Vorliegender Text:
Bundestagswahl 2013

NSA statt NSU beim TV-Duell

Mehr als zehn Millionen Fernsehzuschauer verfolgten das TV Kanzlerduell am Sonntagabend und etwa jeder Zehnte dürfte dabei in die Röhre geschaut haben - so viele Wähler haben laut Statistischem Bundesamt einen Migrationshintergrund.

Von Montag, 02.09.2013, 8:30 Uhr|zuletzt aktualisiert: Mittwoch, 04.09.2013, 21:30 Uhr Lesedauer: 2 Minuten  |  

90 Minuten Wirtschaftskrise, Energie-, Renten- und Pflegereform, Arbeitsmarkt, Krankenversicherung, Mindestlohn, Deutsche Militärbeteiligung Syrien und NSA. Nicht nur der größte Sicherheitsskandal in der Bundesdeutschen Nachkriegsgeschichte mit end- und beispiellosen „Pannen“ wurde beim Kanzlerduell von den Moderatoren komplett ausgeblendet, sondern auch wichtige integrations- und migrationspolitische Fragen.

[Zeige-Datensätze]
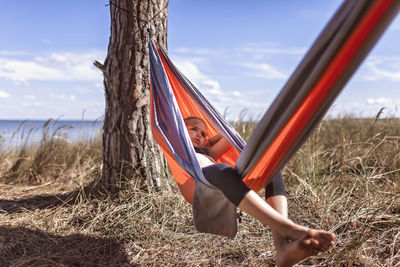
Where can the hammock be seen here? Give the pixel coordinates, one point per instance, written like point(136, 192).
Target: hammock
point(301, 104)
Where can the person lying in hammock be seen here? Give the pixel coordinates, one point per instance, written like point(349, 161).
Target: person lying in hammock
point(293, 242)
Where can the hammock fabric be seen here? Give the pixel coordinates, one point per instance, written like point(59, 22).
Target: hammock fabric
point(334, 57)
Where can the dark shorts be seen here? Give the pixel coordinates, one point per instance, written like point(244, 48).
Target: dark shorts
point(228, 180)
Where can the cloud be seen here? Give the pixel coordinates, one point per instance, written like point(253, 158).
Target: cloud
point(198, 78)
point(4, 94)
point(32, 104)
point(263, 70)
point(380, 101)
point(30, 97)
point(53, 67)
point(271, 49)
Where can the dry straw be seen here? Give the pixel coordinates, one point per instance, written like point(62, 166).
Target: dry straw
point(345, 178)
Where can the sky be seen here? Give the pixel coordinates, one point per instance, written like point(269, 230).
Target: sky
point(238, 53)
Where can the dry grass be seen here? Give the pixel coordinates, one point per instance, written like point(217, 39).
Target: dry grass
point(345, 178)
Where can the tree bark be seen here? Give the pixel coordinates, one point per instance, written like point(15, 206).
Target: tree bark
point(129, 151)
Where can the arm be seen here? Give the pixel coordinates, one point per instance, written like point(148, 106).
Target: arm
point(218, 146)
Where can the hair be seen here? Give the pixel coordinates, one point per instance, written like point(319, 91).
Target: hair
point(188, 120)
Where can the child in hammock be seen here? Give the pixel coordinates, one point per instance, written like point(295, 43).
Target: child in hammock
point(293, 243)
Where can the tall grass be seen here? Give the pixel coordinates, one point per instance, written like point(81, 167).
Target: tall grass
point(345, 178)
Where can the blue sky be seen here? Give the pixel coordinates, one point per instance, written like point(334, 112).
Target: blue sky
point(238, 53)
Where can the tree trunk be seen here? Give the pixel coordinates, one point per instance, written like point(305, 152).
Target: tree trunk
point(129, 151)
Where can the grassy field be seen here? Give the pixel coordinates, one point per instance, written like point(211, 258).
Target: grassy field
point(345, 178)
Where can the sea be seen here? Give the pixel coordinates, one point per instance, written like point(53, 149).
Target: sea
point(14, 133)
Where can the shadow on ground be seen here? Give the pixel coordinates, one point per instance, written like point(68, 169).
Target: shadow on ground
point(21, 246)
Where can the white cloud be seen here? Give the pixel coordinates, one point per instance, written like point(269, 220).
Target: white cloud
point(62, 96)
point(380, 101)
point(12, 53)
point(31, 97)
point(54, 67)
point(198, 78)
point(271, 49)
point(32, 104)
point(263, 70)
point(4, 94)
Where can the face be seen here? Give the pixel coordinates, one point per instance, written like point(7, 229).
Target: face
point(197, 133)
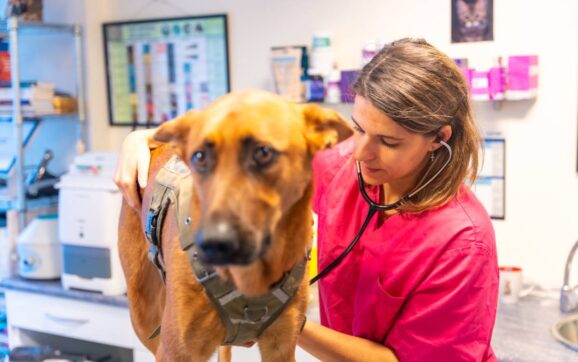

Arbeitsauftrag:
Beantworte anhand des Textes zum TV-Duell diese Fragen:
1. Wie viele Fernsehzuschauer verfolgten das Kanzlerduell am Sonntagabend?
2. Wann wurde der Text zuletzt aktualisiert?
3. Welche beiden Themenbereiche blendeten die Moderatoren beim Kanzlerduell komplett aus?
Die Datensätze werden hier nicht gebraucht.

Lösung:
1. Mehr als zehn Millionen.
2. Am Mittwoch, 04.09.2013, um 21:30 Uhr.
3. Den größten Sicherheitsskandal in der bundesdeutschen Nachkriegsgeschichte sowie wichtige integrations- und migrationspolitische Fragen.